→ **任务要求**
请从下面的材料中筛选出含有字符串“every”的每一行，并把这些行逐字抄录下来。

▬▬▬

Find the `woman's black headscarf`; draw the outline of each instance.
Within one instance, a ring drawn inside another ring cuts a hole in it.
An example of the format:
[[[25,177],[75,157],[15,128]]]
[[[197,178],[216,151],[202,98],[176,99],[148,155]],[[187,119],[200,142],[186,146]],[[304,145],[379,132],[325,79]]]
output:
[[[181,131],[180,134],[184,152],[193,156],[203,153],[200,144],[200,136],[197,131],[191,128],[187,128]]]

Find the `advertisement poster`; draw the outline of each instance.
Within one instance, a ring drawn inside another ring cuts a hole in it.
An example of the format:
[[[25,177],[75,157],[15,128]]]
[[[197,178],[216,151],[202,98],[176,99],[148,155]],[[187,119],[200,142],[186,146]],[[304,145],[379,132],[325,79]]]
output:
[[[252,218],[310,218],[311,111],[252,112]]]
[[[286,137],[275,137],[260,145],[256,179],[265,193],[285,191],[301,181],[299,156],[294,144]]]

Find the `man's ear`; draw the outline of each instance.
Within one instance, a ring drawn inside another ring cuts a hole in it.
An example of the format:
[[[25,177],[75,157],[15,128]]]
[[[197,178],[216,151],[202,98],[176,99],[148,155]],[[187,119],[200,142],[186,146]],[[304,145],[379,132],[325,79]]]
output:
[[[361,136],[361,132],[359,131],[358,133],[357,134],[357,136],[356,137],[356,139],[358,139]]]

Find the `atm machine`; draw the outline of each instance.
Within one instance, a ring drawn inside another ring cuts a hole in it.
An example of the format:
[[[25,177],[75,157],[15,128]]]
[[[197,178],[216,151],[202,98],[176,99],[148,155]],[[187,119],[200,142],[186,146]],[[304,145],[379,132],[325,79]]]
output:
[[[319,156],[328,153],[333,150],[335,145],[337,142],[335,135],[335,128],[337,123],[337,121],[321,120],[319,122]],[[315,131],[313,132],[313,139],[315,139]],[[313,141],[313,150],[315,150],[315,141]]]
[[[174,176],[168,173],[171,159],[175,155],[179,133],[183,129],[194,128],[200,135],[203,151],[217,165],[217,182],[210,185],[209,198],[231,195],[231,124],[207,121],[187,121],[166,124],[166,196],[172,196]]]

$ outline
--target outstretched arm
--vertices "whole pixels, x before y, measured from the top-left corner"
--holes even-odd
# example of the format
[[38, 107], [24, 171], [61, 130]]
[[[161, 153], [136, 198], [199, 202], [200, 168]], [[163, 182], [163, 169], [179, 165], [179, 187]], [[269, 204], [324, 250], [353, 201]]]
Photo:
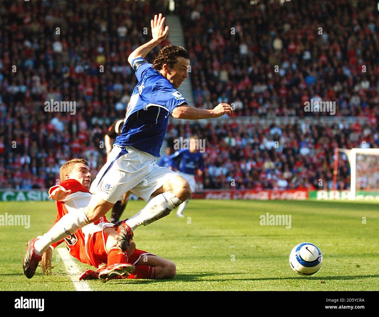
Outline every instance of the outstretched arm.
[[141, 45], [135, 50], [128, 58], [128, 61], [132, 65], [132, 61], [137, 57], [144, 58], [149, 54], [149, 52], [159, 44], [162, 41], [166, 39], [168, 33], [168, 27], [164, 28], [164, 20], [166, 18], [163, 17], [162, 14], [160, 13], [159, 17], [156, 14], [154, 17], [154, 20], [150, 21], [151, 25], [151, 33], [153, 38], [147, 43]]
[[219, 103], [214, 109], [199, 109], [190, 106], [179, 106], [172, 110], [172, 116], [176, 119], [196, 120], [218, 118], [224, 114], [231, 114], [233, 111], [230, 105]]

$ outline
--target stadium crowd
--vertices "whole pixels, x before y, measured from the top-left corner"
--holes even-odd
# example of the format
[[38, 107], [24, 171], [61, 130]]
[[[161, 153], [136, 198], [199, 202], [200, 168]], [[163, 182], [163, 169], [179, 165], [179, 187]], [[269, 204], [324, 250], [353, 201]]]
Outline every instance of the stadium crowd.
[[313, 99], [335, 101], [337, 116], [379, 114], [374, 2], [180, 2], [197, 106], [233, 103], [236, 116], [329, 116], [304, 111]]
[[[365, 0], [279, 2], [175, 1], [196, 106], [227, 102], [234, 116], [268, 119], [329, 116], [304, 110], [305, 101], [328, 100], [336, 102], [336, 116], [369, 123], [172, 122], [169, 144], [191, 134], [205, 140], [200, 187], [231, 188], [234, 180], [237, 188], [330, 188], [335, 147], [379, 144], [375, 8]], [[103, 136], [125, 116], [136, 84], [127, 56], [150, 36], [144, 28], [167, 4], [0, 3], [0, 188], [48, 188], [74, 157], [86, 159], [96, 175], [105, 159]], [[75, 101], [76, 113], [45, 111], [52, 99]], [[340, 172], [339, 188], [347, 188], [348, 167]]]

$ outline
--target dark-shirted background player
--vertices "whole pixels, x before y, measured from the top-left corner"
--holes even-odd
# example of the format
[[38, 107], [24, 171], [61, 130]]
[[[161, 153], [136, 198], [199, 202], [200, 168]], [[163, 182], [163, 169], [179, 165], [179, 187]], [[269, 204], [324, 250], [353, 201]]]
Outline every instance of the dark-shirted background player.
[[172, 158], [172, 152], [174, 151], [171, 147], [166, 148], [166, 155], [161, 158], [158, 164], [160, 166], [164, 166], [171, 170], [174, 170], [176, 167], [175, 161]]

▬▬▬

→ **完成结果**
Outline every instance of the outstretched arm.
Outline every instance of the stadium crowd.
Outline every instance of the dark-shirted background player.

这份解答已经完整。